━━ INFORMATION PROVIDED ━━

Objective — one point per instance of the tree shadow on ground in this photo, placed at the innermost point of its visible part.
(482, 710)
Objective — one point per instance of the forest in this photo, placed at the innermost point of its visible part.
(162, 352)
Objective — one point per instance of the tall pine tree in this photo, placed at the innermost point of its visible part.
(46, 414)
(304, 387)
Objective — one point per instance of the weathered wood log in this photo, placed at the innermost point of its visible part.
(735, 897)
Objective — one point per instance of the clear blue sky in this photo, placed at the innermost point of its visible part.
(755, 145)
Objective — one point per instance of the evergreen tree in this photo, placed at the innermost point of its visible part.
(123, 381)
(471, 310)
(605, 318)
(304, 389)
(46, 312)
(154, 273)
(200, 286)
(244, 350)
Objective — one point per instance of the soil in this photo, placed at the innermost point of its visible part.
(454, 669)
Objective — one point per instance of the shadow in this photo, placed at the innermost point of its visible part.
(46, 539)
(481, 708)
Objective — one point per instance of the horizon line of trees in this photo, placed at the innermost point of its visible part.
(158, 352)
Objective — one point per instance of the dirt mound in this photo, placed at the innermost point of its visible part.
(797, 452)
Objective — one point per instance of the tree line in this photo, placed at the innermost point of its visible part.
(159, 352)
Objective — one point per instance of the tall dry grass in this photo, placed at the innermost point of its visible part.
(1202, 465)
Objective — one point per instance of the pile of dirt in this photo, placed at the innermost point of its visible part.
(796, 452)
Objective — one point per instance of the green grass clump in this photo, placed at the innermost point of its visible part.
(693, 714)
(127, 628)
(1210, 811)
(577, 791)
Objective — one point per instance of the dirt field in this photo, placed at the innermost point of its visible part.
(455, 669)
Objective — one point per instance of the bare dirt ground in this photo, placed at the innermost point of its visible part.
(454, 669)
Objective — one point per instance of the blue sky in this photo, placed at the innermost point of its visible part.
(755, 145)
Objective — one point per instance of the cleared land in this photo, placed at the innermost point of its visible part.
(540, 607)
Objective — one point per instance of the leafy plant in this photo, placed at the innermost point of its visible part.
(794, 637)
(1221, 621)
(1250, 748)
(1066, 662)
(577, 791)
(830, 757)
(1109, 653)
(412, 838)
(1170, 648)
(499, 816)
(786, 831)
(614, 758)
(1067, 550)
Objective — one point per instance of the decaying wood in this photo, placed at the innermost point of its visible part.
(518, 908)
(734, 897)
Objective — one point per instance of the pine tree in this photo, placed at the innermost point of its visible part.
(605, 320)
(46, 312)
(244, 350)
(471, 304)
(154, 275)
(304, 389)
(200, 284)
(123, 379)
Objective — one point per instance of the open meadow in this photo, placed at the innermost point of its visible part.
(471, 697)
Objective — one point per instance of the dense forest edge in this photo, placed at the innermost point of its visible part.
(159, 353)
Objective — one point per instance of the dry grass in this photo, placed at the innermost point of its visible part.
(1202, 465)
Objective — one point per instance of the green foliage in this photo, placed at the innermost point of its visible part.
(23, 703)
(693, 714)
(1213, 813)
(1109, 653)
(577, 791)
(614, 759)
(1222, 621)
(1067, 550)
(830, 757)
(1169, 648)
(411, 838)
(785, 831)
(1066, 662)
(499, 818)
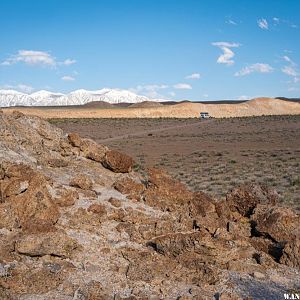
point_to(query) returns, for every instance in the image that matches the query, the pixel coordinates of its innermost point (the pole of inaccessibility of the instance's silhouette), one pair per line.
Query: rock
(30, 280)
(118, 162)
(245, 198)
(97, 209)
(291, 254)
(89, 148)
(57, 163)
(281, 224)
(258, 275)
(74, 139)
(15, 187)
(34, 208)
(115, 202)
(93, 151)
(130, 188)
(165, 193)
(52, 243)
(67, 198)
(82, 181)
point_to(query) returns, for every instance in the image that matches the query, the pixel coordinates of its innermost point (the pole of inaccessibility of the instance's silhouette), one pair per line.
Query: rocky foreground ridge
(77, 223)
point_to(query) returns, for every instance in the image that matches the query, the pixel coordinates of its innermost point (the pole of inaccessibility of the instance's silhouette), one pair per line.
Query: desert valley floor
(212, 155)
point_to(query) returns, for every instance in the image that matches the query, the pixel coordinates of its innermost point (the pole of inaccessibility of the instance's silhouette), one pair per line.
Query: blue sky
(183, 49)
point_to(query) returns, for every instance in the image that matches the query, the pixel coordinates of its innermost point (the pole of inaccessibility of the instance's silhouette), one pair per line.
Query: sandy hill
(146, 104)
(77, 223)
(255, 107)
(98, 104)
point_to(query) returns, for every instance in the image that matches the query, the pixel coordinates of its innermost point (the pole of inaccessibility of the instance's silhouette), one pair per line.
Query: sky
(164, 49)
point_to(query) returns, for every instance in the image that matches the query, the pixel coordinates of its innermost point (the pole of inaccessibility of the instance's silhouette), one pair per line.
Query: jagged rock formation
(77, 223)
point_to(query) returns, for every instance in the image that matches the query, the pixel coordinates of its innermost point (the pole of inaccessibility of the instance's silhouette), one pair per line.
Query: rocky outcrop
(118, 162)
(77, 223)
(52, 243)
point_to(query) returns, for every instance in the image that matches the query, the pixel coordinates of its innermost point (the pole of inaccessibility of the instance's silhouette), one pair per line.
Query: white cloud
(290, 71)
(230, 22)
(228, 54)
(182, 86)
(193, 76)
(68, 78)
(69, 61)
(32, 58)
(286, 58)
(20, 87)
(293, 89)
(258, 67)
(263, 24)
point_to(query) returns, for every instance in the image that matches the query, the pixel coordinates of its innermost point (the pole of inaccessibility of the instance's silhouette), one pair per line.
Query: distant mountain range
(10, 98)
(45, 98)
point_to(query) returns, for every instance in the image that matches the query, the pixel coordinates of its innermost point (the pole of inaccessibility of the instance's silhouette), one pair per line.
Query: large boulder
(28, 196)
(281, 224)
(118, 162)
(291, 254)
(88, 148)
(51, 243)
(244, 199)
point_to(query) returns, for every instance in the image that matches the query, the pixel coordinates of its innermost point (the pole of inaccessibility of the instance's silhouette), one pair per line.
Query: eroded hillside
(77, 223)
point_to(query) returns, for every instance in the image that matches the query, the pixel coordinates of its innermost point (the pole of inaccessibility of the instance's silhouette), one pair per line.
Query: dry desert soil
(211, 155)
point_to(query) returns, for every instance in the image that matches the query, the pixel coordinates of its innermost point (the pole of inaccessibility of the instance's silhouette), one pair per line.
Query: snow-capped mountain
(79, 97)
(14, 98)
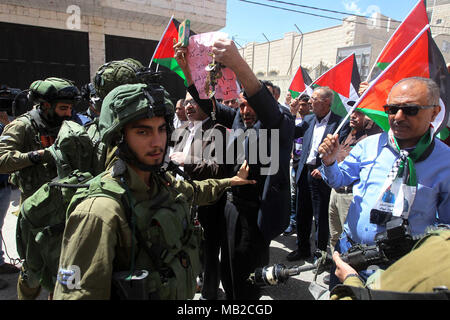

━━━

▶ _EXERCISE DESCRIPTION_
All the records need to be printed again exactly as written, though without their pictures.

▶ _EXERCISE ANSWER_
Objective — one point per instance of the tree shadow on ground in this photo, placed at the innermost point of its visible part.
(482, 710)
Objective — one point per instance of the forest in this photo, placed at the innermost point of its visible part.
(162, 352)
Objective — one point per instance of the tall pine tree in this photo, placed at the innermost point of its visible part.
(46, 414)
(304, 387)
Objective — one point per instance of the weathered wood log in this photo, placed at the innermost point of its visible part.
(735, 897)
Objective — one point per instance of the clear blue sky in this photo, placed at the innermost point of its visible part.
(755, 145)
Objective — one point per instance of the evergreen tree in this photo, placed at the innermost point of its visible part.
(123, 381)
(471, 310)
(605, 318)
(304, 389)
(46, 312)
(154, 273)
(200, 286)
(244, 350)
Objective — one point per instance of the soil in this photo, placed at the innermost point of its visible part.
(454, 669)
Objective — one point per instance of the shadow in this photo, placed at the innermost point of its visible part.
(46, 539)
(481, 708)
Objective — one point per instance of the horizon line of trees in this photo, placed at the innermost point of its visible part.
(158, 352)
Objective — one point per instance of the dirt mound in this photo, placed at the innermost point of its visible part.
(797, 452)
Objective — one point per instance of the tree line in this photo, placed at the innermost point of its visible part.
(159, 352)
Objective — one point per instance of the tall dry grass in this photo, placed at the innermost point of its visible part.
(1202, 465)
Objective — one point per instance of the pile of dirt in this photo, placed at the innermost point of its visible part.
(796, 452)
Objective — one point per instance of the green grass clump in this photo, placed at the innermost point of its visible part.
(693, 714)
(127, 628)
(1210, 811)
(577, 791)
Objective — one point per instance of the dirt field in this photo, placed at the innermost point of its visible part.
(455, 669)
Objective — one point per instance of the bare dirt ground in this photo, placed at the innermost point of its visible part.
(454, 669)
Objective — one point per instance of the blue sky in this photo, placed at the innermost point of its visible part.
(755, 145)
Objective — one point per instance of the cleared land in this photo, placed at the innermost point of its visible part.
(540, 607)
Objective — one point per instance of the leafy plant in this photo, placed at the innermost point of its visible part.
(794, 637)
(1221, 621)
(1250, 748)
(1066, 662)
(577, 791)
(830, 757)
(1109, 653)
(412, 838)
(1170, 648)
(499, 816)
(786, 831)
(614, 758)
(1067, 550)
Objective — one point per instance of the decaying wood in this photo, placed at the innermost point of its visible part.
(518, 908)
(734, 897)
Objective — one point per instance of the pine tree in this photo, placed at the innermost point of its visible part.
(605, 320)
(46, 312)
(244, 350)
(471, 304)
(154, 275)
(304, 389)
(200, 284)
(123, 379)
Objective — one point per instance of the open meadow in this photo, placed at the innermost point of its visible part.
(471, 697)
Objective — one point per instance of the dense forest edge in this photo, placed at the innermost point of its visible part.
(159, 353)
Objective — one point per instance of the dry grass in this photo, placed at the innermost point of its visible part.
(1202, 465)
Objective — one point per instance of the green foliage in this photo, placed at the innermost point of its visible part.
(23, 703)
(693, 714)
(1213, 813)
(1109, 653)
(577, 791)
(614, 759)
(1222, 621)
(1067, 550)
(830, 757)
(1169, 648)
(411, 838)
(785, 831)
(1066, 662)
(499, 818)
point_to(query) returns, for every instance in the image that matches the query, the pixel coordinates of its innermost point (the pole of inaccessibility of the instance's silhouette), one pair per line.
Query: rock
(30, 280)
(118, 162)
(245, 198)
(97, 209)
(291, 254)
(89, 148)
(57, 163)
(281, 224)
(258, 275)
(74, 139)
(15, 187)
(34, 208)
(115, 202)
(93, 151)
(130, 188)
(165, 193)
(52, 243)
(67, 198)
(82, 181)
point_to(query) returns, for every instance in the image that matches the query, the pixel coordinates of its innermost point (the pole of inaccessibility of the instance's silhouette), one pair per line.
Query: rocky foreground ridge
(77, 223)
point_to(query) returns, for every instance in the image that matches the query, the pixel coordinates of its innermost point (the pole of inaccessibility of the instance's silhouette), one pair per line.
Query: desert valley floor
(212, 155)
point_to(query) returns, for every instance in the image that matches the query, the pixel coordinates of its innermost point (the pole of inaccessibility of the instance's silhouette), one pair per line.
Query: blue sky
(183, 49)
point_to(query) returns, for every instance in the image that matches the query, the pixel coordinates of its innermost point (the pole of inaccessibility of the instance's silhouette), one pair per line.
Query: sandy hill
(146, 104)
(77, 223)
(255, 107)
(98, 104)
point_to(query) returns, for every instance in the image that matches the query, the pixel coordinates of its innermost point (the pole of inaccessibility of the instance's silhouette), one pair per line.
Query: sky
(164, 49)
point_to(query) returns, for every instance in the image that matches the query, the pixel coordinates of its innermost point (the pole of inaccessibility of the instance's silhouette), one pair per line.
Query: jagged rock formation
(77, 223)
point_to(query) returns, for every instance in the image that matches the query, the pixel coordinates of its innermost point (the pole of inaccessibility of the instance's silhouette), one pair per line.
Query: rocky outcrop
(118, 162)
(77, 223)
(52, 243)
point_to(query) returns, for every instance in the image that matches the query, the pixel coordinates of its innermost point (the pole of inaccessibility of the instance's silhouette), one pair per line.
Query: white cloud
(290, 71)
(230, 22)
(228, 54)
(182, 86)
(193, 76)
(68, 78)
(69, 61)
(32, 58)
(286, 58)
(20, 87)
(293, 89)
(258, 67)
(263, 24)
point_to(query) returns, for every instance in the image that matches the query, the pixel coordinates of its innermost point (the pole of inaccessibility of the instance's silhouette), one pair per line.
Query: distant mountain range
(10, 98)
(45, 98)
point_to(query) returns, for every instance in the image that matches the query, the pixel coordinates of its innermost point (the pole of inaccessibility of the instance's silhouette), one pair per line.
Query: large boulder
(28, 196)
(281, 224)
(118, 162)
(291, 254)
(88, 148)
(51, 243)
(244, 199)
point_to(query) returns, for every instance in the image that matches the query, the pixel coordinates of its innermost point (the pole of inaccessibility of the instance's silhouette), one pair per line.
Query: eroded hillside
(77, 223)
point_to(query) returns, for every instance in the image that matches the query, the pixel coordinates of its innermost point (the pole of inaccessibility of the instance's silhouette), one pair per line.
Query: dry desert soil
(211, 155)
point_to(query) returns, for every instance in the image that matches the query, the pixel coordinates of its innermost point (the pole of inaccessibility of the instance's silhouette), one pair per line.
Query: snow-capped mountain
(79, 97)
(14, 98)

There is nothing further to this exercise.